**Source records:**
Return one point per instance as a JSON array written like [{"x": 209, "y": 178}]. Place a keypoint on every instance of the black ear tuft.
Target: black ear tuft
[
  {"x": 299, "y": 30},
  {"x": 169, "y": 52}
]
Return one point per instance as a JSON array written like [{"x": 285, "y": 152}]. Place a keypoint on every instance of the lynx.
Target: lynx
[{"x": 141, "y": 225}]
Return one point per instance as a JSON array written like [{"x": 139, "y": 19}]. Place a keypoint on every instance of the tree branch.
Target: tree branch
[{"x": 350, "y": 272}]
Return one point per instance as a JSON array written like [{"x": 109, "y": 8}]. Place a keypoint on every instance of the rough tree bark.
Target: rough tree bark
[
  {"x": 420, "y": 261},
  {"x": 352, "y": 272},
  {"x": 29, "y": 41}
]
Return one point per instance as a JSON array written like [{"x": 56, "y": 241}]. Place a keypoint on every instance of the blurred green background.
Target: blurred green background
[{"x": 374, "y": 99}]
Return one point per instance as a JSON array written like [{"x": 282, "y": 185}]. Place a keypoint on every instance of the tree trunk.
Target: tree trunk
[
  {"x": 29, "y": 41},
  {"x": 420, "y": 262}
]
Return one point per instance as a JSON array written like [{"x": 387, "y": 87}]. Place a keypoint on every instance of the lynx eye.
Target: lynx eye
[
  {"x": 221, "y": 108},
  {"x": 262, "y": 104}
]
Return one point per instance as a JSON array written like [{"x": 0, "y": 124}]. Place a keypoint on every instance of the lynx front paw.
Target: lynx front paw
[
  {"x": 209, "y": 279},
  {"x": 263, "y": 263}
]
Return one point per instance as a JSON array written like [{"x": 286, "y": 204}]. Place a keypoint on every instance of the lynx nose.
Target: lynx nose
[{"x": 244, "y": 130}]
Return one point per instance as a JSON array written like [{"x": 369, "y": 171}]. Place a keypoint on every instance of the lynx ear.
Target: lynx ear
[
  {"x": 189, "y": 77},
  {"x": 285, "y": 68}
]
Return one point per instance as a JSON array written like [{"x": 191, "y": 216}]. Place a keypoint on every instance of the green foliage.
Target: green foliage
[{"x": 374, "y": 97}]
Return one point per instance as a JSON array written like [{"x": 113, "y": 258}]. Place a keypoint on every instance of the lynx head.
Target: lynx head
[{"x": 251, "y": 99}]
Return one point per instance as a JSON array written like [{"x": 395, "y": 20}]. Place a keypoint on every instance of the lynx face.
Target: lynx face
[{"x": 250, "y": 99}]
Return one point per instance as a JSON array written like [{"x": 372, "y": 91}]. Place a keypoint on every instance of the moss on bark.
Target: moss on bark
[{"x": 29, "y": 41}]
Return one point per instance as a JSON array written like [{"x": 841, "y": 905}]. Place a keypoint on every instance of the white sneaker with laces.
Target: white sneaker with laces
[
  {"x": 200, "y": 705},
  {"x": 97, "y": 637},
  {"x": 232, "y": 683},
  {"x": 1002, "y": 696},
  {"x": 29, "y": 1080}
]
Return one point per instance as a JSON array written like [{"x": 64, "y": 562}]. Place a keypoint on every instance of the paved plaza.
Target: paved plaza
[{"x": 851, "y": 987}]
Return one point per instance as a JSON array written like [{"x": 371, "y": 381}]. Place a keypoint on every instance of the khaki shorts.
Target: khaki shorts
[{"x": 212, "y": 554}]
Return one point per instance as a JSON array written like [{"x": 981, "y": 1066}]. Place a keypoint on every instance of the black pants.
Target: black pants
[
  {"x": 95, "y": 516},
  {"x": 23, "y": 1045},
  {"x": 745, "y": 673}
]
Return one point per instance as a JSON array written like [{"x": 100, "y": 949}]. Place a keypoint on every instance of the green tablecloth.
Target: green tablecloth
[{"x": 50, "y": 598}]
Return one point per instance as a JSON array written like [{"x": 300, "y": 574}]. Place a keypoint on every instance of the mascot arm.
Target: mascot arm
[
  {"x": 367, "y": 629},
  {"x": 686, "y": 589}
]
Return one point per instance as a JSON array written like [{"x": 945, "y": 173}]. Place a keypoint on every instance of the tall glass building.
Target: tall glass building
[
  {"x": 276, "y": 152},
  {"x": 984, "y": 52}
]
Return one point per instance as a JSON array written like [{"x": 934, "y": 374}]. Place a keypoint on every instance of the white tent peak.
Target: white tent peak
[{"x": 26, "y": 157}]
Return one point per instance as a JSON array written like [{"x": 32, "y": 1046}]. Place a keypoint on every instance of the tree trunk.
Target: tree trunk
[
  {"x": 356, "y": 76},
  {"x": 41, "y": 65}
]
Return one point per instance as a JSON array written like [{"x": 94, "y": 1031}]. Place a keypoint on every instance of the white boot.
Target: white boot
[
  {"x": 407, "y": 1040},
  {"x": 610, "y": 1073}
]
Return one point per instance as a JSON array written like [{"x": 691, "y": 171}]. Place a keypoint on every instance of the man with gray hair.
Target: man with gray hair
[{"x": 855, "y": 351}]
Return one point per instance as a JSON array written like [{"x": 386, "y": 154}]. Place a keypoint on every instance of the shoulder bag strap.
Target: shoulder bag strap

**What you need to do:** Copy out, word for word, the lines of the records from the line containing "with gray hair." through the final line of the records.

**Solution to the problem:**
Return one point per instance as a JSON array written like [{"x": 691, "y": 171}]. Place a keypoint on every instance of the man with gray hair.
Target: man with gray hair
[{"x": 855, "y": 351}]
Return one point per instance as a JSON array written like [{"x": 386, "y": 154}]. Place a keypoint on every instance of the shoulder bag strap.
Target: shoulder bag strap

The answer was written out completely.